## Request 1
Gather every line of the records below that contains the string "band", and copy each one. Case counts.

## Text excerpt
┄┄┄┄┄┄┄┄┄┄┄┄┄┄┄┄┄┄┄┄
In order to be successful for exam season, Wilson has created a strategic plan to achieve success.

“I know exam week will be stressful, but in order to be successful, I make sure to write everything down in my planner. That way I will know when I need to get my assignments, tests and quizzes done,” Wilson said.

As a CeDAR participant, Wilson is appreciative for the resources provided to him.

“Without the CeDAR program, I don’t know where I would be,” Wilson said. “I would probably still be struggling trying to figure things out on my own.”

Aniyah Walden, a first-year pre-nursing student, says CeDAR has helped her to transition into becoming a full-time college student.

“As we all know, college can be a hard transition to say the least,” Walden said. “With the help of CeDAR, I have been able to create an individual plan to make the transition easier.”

Walden struggles with anxiety, and often gets overwhelmed with assignments as her major is quite demanding.

“I often feel over-stimulated when I am given assignments, because college is much different from high school,” Walden said. “Now, I have to not only juggle my assignments, but I have to also juggle my social life.”

Walden takes pride in being a CeDAR participant, and credits the program for allowing her to become a better student.

“I love how CeDAR shows that it’s OK to be different, but still gives us the same opportunities as the student body.”

To prepare for finals week, Walden plans to use her academic accommodations for extra time on her tests, assignments and quizzes.
┄┄┄┄┄┄┄┄┄┄┄┄┄┄┄┄┄┄┄┄
## Dataset entries
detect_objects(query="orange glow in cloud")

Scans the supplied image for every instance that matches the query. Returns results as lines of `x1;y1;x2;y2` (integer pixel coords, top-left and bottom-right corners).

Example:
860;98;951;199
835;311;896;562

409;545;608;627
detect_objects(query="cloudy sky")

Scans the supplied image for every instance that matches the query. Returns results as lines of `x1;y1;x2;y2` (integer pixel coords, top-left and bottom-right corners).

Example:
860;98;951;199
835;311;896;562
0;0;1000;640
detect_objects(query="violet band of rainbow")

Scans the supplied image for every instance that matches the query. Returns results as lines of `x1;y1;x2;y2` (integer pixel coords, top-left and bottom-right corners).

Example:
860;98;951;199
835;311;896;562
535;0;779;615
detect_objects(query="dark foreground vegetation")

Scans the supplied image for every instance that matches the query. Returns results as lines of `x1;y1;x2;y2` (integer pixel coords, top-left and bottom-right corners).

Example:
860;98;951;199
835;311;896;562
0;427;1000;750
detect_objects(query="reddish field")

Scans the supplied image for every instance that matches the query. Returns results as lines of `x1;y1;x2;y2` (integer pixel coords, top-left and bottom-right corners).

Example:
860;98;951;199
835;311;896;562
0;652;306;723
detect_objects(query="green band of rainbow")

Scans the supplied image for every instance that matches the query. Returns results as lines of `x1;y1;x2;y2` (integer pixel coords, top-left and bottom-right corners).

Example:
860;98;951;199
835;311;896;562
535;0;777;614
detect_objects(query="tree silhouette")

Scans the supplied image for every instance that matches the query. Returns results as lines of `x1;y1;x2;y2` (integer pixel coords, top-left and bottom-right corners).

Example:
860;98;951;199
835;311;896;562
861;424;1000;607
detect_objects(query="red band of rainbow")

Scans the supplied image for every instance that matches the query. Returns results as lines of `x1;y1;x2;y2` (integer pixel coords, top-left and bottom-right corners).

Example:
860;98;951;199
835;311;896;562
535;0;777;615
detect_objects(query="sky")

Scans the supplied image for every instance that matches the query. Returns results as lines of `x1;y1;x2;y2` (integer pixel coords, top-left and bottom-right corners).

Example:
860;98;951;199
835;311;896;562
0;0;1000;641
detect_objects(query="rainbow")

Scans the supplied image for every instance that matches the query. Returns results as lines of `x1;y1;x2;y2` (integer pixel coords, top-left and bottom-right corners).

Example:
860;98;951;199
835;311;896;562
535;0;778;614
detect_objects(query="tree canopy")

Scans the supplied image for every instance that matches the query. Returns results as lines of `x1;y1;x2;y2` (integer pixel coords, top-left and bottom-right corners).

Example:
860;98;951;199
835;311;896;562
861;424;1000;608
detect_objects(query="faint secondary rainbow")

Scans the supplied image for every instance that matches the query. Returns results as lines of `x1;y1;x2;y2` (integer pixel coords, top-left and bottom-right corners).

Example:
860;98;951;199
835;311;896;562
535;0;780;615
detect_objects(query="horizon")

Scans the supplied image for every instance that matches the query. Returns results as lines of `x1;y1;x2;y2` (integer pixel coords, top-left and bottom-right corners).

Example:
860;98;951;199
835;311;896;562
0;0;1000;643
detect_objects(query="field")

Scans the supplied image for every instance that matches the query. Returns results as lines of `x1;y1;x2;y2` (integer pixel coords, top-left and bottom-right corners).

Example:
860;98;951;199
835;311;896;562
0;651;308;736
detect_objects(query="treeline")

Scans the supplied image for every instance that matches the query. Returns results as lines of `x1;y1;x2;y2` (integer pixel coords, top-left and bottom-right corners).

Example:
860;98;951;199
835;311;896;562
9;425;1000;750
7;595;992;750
┄┄┄┄┄┄┄┄┄┄┄┄┄┄┄┄┄┄┄┄
## Request 2
Repeat the CeDAR text above word for word, everything from "Walden struggles with" down to "a better student.".

## Exercise solution 1
detect_objects(query="violet band of rainbow")
detect_objects(query="green band of rainbow")
detect_objects(query="red band of rainbow")

## Exercise solution 2
Walden struggles with anxiety, and often gets overwhelmed with assignments as her major is quite demanding.

“I often feel over-stimulated when I am given assignments, because college is much different from high school,” Walden said. “Now, I have to not only juggle my assignments, but I have to also juggle my social life.”

Walden takes pride in being a CeDAR participant, and credits the program for allowing her to become a better student.